Work required:
For the entries below, the result should be an exact transcription of the lines from the one with "115 621 L 246" up to and including the one with "625 480 L 664", and only those.

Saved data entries
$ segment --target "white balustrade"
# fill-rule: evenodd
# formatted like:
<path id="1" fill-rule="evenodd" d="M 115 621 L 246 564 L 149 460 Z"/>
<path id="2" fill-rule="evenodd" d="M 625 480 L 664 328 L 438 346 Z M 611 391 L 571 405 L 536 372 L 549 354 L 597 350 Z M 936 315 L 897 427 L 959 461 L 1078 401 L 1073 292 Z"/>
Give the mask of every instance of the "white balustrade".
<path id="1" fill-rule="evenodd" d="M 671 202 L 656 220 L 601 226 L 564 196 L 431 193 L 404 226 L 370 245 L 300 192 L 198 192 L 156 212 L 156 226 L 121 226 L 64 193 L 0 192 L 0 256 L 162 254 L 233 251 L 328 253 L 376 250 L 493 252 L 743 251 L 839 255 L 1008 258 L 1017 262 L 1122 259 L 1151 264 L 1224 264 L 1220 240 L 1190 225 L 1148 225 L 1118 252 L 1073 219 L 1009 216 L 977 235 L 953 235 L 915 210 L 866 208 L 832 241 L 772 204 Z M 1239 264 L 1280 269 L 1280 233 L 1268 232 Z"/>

Answer for the task:
<path id="1" fill-rule="evenodd" d="M 115 621 L 246 564 L 149 460 Z"/>
<path id="2" fill-rule="evenodd" d="M 625 480 L 664 328 L 438 346 Z M 611 391 L 571 405 L 536 372 L 549 354 L 597 350 Z M 936 315 L 897 427 L 959 461 L 1078 401 L 1073 292 Z"/>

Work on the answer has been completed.